(Records to use Opens)

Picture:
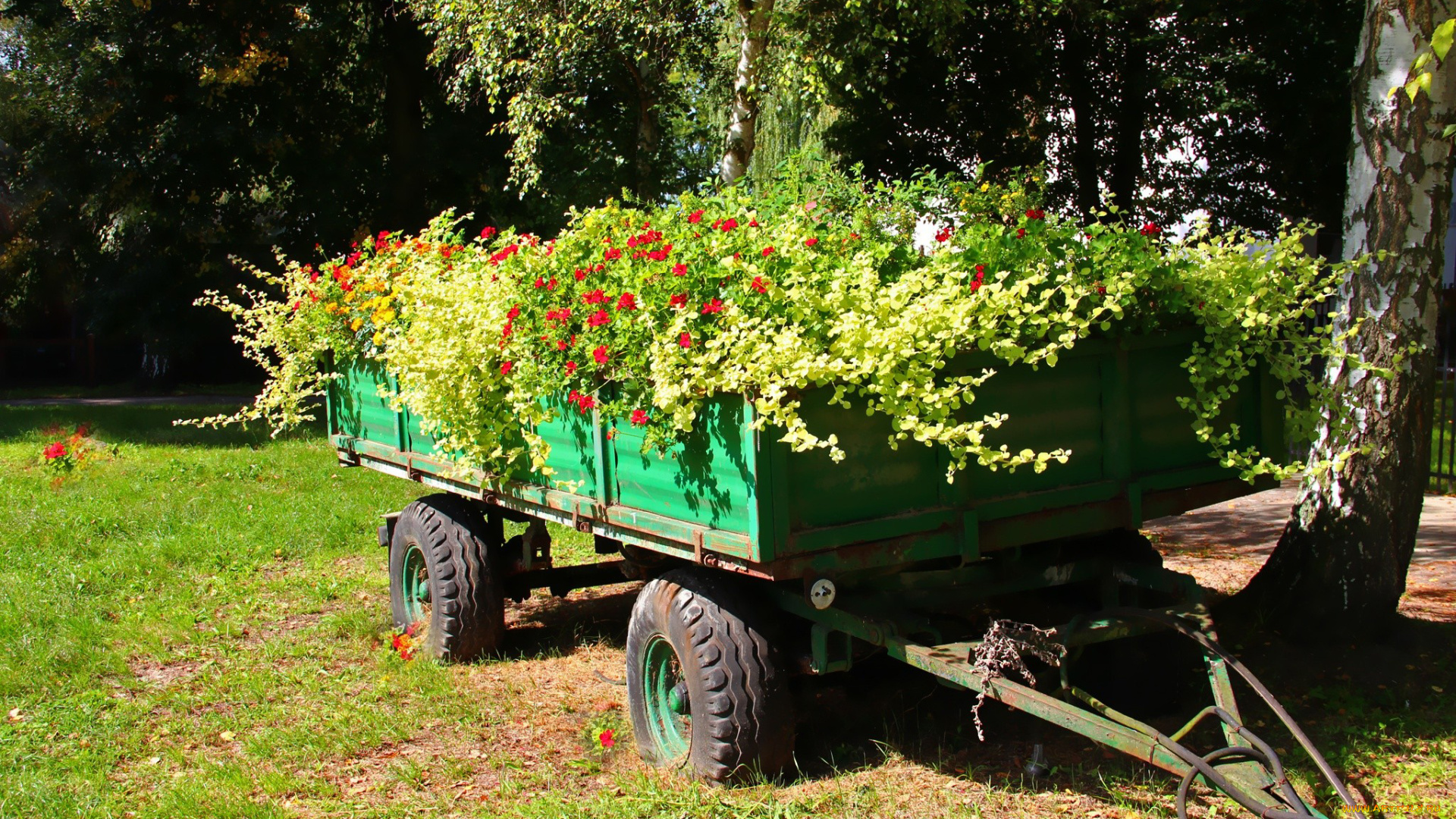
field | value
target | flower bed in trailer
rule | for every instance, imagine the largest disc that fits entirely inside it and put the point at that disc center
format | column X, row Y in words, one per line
column 644, row 312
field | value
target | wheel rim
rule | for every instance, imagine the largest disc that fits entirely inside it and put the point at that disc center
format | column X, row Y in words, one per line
column 416, row 585
column 669, row 713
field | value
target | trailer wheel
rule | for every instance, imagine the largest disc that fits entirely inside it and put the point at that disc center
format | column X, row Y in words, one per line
column 443, row 575
column 702, row 686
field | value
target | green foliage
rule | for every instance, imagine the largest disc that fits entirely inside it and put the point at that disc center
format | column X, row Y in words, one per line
column 555, row 66
column 642, row 314
column 1235, row 108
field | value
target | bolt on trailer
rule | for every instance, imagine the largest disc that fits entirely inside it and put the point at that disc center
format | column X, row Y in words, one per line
column 762, row 563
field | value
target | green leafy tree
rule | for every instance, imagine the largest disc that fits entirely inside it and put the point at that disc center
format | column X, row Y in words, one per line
column 147, row 143
column 580, row 72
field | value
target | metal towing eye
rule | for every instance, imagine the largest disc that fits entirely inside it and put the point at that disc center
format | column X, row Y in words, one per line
column 1257, row 751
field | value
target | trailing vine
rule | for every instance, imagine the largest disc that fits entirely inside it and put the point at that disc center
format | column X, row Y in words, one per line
column 817, row 280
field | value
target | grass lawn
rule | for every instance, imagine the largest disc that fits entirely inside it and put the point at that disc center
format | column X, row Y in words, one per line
column 200, row 627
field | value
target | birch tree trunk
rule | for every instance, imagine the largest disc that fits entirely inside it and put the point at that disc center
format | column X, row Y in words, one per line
column 743, row 118
column 1340, row 566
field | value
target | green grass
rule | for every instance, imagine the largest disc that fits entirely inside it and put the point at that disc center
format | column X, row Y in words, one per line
column 199, row 627
column 126, row 390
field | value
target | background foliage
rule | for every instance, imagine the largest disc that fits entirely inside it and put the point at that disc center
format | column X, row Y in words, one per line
column 142, row 145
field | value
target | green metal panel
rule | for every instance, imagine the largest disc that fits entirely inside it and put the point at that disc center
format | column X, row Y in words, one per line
column 574, row 455
column 873, row 482
column 739, row 493
column 707, row 480
column 359, row 409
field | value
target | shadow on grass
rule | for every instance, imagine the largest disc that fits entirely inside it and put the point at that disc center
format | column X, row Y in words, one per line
column 149, row 426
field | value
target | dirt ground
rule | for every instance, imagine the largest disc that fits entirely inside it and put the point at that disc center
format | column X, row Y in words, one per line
column 1223, row 545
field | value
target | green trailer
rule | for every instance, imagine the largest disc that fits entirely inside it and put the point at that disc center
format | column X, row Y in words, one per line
column 762, row 563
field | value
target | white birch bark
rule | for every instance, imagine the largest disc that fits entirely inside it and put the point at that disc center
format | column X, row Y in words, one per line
column 743, row 118
column 1340, row 566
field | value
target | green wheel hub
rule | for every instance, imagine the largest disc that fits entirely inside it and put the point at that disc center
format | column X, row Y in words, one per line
column 669, row 719
column 416, row 585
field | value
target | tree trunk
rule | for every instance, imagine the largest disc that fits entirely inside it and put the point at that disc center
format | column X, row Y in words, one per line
column 1078, row 72
column 743, row 120
column 1340, row 567
column 405, row 57
column 647, row 77
column 1128, row 137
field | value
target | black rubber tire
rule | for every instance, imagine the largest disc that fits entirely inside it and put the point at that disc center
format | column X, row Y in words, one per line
column 468, row 602
column 739, row 700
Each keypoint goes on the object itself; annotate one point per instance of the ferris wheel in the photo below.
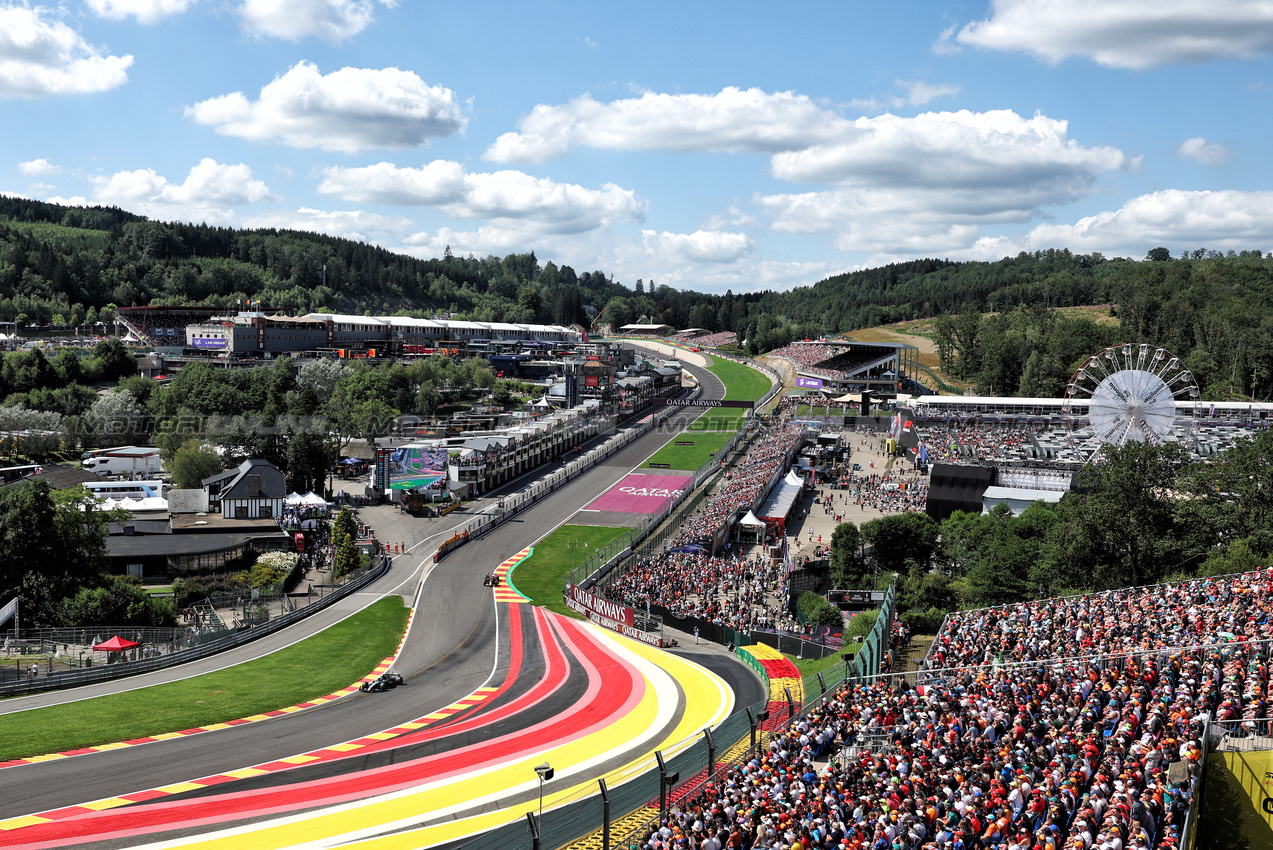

(Records to use Closes)

• _About this exercise_
Go through the entries above and write them out again exactly, images left behind.

• _Solution_
Picture:
field | value
target | flower bed in trailer
rule | for every instance, imagine the largest disc that fits entirely inside it and put the point at that disc center
format | column X, row Y in words, one per line
column 644, row 312
field | value
target | wheel rim
rule | for every instance, imagine the largest disc that fits entirely inside it and put the point at that disc center
format | column X, row Y in words, one per line
column 416, row 585
column 669, row 713
field | value
target | trailer wheel
rule | for every instance, imagine the largest disc that fits entirely inside it and put the point at that disc center
format | column X, row Y in words, one per line
column 443, row 575
column 702, row 686
field | value
target | green foliage
rule | for every instance, imagine the largest disc that fits entirely inside it and put the point at that disc center
format | column X, row Y in words, one per line
column 555, row 66
column 642, row 314
column 1235, row 108
field | value
target | bolt on trailer
rule | for every instance, imagine the largest disc that fits entirely inside it and put the point at that disc center
format | column X, row Y in words, one per line
column 762, row 563
field | value
target | green leafy tree
rule | for every instance, imagine the largest disc that fits entirely inside it and put the point at that disc center
format | column X, row Y in words, one per line
column 147, row 143
column 580, row 72
field | value
target | metal towing eye
rule | for every instance, imagine the largest disc that fits entirely inside it and put the point at that disc center
format | column X, row Y in words, one per line
column 1257, row 751
field | value
target | trailing vine
rule | for every instance, imagine the largest disc that fits entirely inside it and put the point at that disc center
format | column X, row Y in words, one per line
column 817, row 280
field | value
target | grass lawn
rule | for every instance, imagine the largest disc that fits entirely inside it and put the point at that disc center
format | column X, row Y in words, one per line
column 200, row 627
field | value
target | birch tree trunk
rule | for every instance, imagine the largest disc that fits entirely inside it and put the point at that disc center
format | column X, row Y in words, one per line
column 743, row 118
column 1340, row 566
field | value
target | green grass
rule | for every instance, imagine the largest disc that fits entirely inside it and put the point at that disc center
format | column X, row Y in words, one per line
column 199, row 627
column 126, row 390
field | value
target | background foliage
rule | for every instance, imagine the largest disc that fits entirely inside it and put the point at that disc center
format | column X, row Y in words, one per line
column 142, row 145
field | value
target | green metal panel
rule | for every instance, imagine the largest disc that fits entirely inside it and put the point at that disc center
format | column X, row Y in words, one per line
column 574, row 455
column 873, row 482
column 739, row 493
column 707, row 480
column 359, row 409
field | value
target | shadow on grass
rule | for every instance, imagine the largest disc that fits entirely inside it and put the point at that disc center
format | column X, row Y in words, one per line
column 149, row 426
field | value
target | dirt ground
rule | for every instance, imagine the largest disc that fits entirely inside it and put the point at that disc center
format | column X, row Y in words, one per line
column 1223, row 545
field | value
target | green trailer
rule | for every instance, imagine the largest disc that fits entirely inside it and put the point at that disc center
format | column X, row Y in words, one per line
column 762, row 563
field | value
target | white birch bark
rule | for every instance, imagine the largest disc that fits entirely inside it and put the point at that disc center
format | column X, row Y in words, one per line
column 743, row 118
column 1340, row 566
field | value
target | green wheel hub
rule | for every instance, imagine the largest disc that fits entirely inside it and put the point at that disc center
format | column X, row Y in words, one per line
column 669, row 719
column 416, row 585
field | value
target | tree trunk
rule | for every instance, imagine the largest disc that fits entirely inside it and put the point at that disc center
format | column X, row Y in words, one per line
column 1078, row 72
column 743, row 120
column 1340, row 567
column 405, row 57
column 647, row 77
column 1128, row 137
field | value
target | black rubber tire
rule | for every instance, imagine the largest disc that fits entirely inside it and put the point at that disc center
format | column X, row Y in words, one per line
column 468, row 602
column 739, row 700
Each keypoint goes on the object itself; annotate one point per instance of the ferris wheel in the photo below.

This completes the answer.